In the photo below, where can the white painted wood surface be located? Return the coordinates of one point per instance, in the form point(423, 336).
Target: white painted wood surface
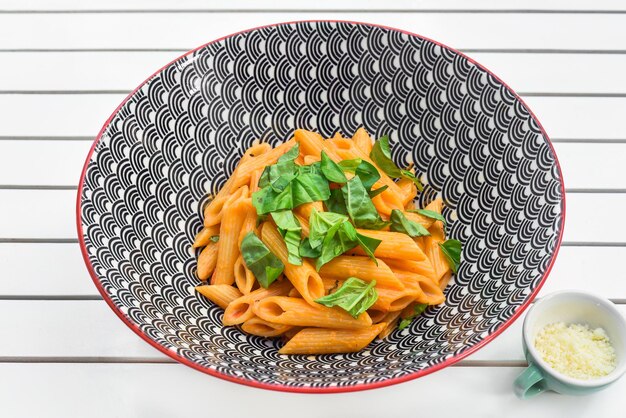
point(66, 65)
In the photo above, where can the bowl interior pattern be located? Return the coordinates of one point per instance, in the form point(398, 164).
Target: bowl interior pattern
point(182, 132)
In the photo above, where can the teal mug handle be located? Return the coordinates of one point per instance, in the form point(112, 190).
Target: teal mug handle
point(530, 383)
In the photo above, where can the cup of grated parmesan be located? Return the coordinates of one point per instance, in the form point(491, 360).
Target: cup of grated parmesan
point(575, 344)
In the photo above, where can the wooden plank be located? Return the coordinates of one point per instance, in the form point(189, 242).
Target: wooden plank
point(49, 163)
point(123, 71)
point(59, 163)
point(58, 115)
point(168, 390)
point(189, 30)
point(50, 214)
point(356, 5)
point(88, 329)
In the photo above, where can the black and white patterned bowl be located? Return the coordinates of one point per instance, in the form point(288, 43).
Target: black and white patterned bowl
point(181, 132)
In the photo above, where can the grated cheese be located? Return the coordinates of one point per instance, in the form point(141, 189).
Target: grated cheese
point(576, 350)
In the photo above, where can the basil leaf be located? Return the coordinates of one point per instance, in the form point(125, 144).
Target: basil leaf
point(381, 155)
point(369, 245)
point(307, 251)
point(336, 203)
point(265, 266)
point(400, 223)
point(429, 214)
point(269, 200)
point(339, 239)
point(331, 170)
point(374, 193)
point(360, 206)
point(368, 174)
point(291, 231)
point(320, 223)
point(354, 296)
point(309, 187)
point(452, 251)
point(418, 309)
point(314, 168)
point(264, 180)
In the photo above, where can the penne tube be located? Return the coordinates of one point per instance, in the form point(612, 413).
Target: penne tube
point(249, 220)
point(362, 141)
point(207, 261)
point(376, 315)
point(428, 291)
point(244, 279)
point(240, 309)
point(394, 300)
point(424, 268)
point(244, 171)
point(312, 143)
point(220, 294)
point(408, 188)
point(262, 328)
point(203, 237)
point(228, 245)
point(213, 212)
point(364, 268)
point(303, 277)
point(393, 245)
point(254, 180)
point(329, 341)
point(391, 319)
point(297, 312)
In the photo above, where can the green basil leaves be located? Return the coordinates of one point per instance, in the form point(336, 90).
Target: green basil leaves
point(381, 155)
point(354, 296)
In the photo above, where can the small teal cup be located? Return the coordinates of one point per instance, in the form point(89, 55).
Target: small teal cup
point(569, 307)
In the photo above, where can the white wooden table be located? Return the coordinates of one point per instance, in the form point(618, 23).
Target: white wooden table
point(65, 65)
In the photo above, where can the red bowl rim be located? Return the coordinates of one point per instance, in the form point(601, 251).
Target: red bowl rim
point(308, 389)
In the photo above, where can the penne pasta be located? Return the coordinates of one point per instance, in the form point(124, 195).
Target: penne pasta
point(203, 237)
point(394, 300)
point(249, 220)
point(328, 341)
point(297, 312)
point(362, 141)
point(424, 267)
point(428, 291)
point(220, 294)
point(240, 309)
point(406, 271)
point(303, 277)
point(228, 245)
point(262, 328)
point(393, 245)
point(244, 279)
point(207, 261)
point(243, 173)
point(364, 268)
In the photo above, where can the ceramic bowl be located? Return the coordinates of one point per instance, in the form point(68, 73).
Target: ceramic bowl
point(179, 135)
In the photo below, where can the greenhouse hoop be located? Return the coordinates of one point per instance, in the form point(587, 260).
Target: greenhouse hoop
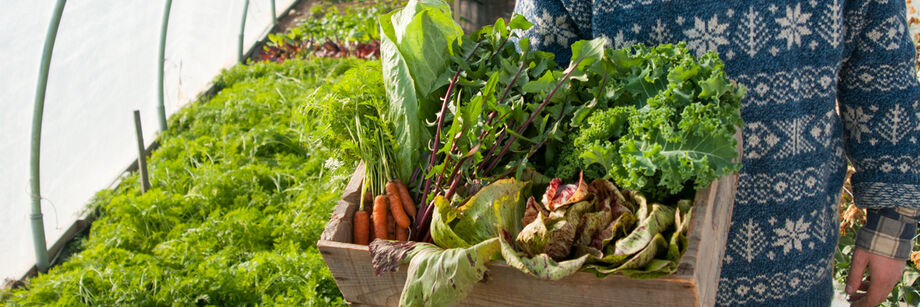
point(38, 227)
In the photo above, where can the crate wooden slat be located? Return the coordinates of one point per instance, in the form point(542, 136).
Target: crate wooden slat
point(694, 284)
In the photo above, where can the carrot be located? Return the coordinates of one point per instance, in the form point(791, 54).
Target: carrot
point(396, 205)
point(408, 204)
point(402, 234)
point(391, 226)
point(380, 217)
point(361, 231)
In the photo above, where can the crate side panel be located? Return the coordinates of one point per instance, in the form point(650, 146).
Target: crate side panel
point(350, 265)
point(339, 227)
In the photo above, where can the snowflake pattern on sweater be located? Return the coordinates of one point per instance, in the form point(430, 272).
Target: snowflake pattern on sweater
point(796, 58)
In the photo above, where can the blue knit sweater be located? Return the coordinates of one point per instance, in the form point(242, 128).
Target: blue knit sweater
point(796, 57)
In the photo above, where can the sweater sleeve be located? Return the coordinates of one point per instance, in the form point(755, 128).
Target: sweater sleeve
point(879, 101)
point(554, 29)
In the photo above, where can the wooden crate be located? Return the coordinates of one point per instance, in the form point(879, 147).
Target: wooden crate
point(694, 284)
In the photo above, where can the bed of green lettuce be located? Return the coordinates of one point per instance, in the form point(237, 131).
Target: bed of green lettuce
point(242, 185)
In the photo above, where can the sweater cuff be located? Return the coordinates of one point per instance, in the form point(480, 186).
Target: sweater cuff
point(889, 232)
point(886, 195)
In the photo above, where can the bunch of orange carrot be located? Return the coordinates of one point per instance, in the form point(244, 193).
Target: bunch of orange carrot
point(392, 215)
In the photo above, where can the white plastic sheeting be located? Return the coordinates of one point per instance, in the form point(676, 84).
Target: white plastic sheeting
point(103, 67)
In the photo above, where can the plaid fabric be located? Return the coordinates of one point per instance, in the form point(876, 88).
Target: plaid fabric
point(889, 232)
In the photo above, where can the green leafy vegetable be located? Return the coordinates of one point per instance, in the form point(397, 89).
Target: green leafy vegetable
point(415, 43)
point(437, 276)
point(665, 121)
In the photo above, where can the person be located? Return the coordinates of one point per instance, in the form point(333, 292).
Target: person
point(799, 60)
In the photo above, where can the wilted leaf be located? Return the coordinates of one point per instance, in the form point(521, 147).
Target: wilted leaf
point(478, 219)
point(541, 266)
point(659, 219)
point(442, 277)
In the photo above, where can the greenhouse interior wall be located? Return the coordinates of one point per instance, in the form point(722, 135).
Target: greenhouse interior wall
point(104, 66)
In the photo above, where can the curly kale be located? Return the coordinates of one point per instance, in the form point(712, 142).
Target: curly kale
point(669, 126)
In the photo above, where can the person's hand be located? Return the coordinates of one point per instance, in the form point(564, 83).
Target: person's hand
point(884, 273)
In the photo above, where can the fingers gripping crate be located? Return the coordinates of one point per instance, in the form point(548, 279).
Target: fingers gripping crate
point(694, 284)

=== GOAL OF THE EXERCISE ===
Rescale the part of the listing starting at the line containing "In the photo above, where can the snowflake" and ending at the line containing "point(796, 58)", repeating those lines in full with the requests included. Multiply each answer coordinate by 0.7 and round to whole numbers, with halves rounding up, and leave the numbers in the requests and their format samples unchanged.

=== FULL ANSWER ===
In the photo above, where can the snowflake pattern on sweater be located? Return the coordinates of one point per instance, in the form point(430, 272).
Target: snowflake pattern on sweater
point(557, 41)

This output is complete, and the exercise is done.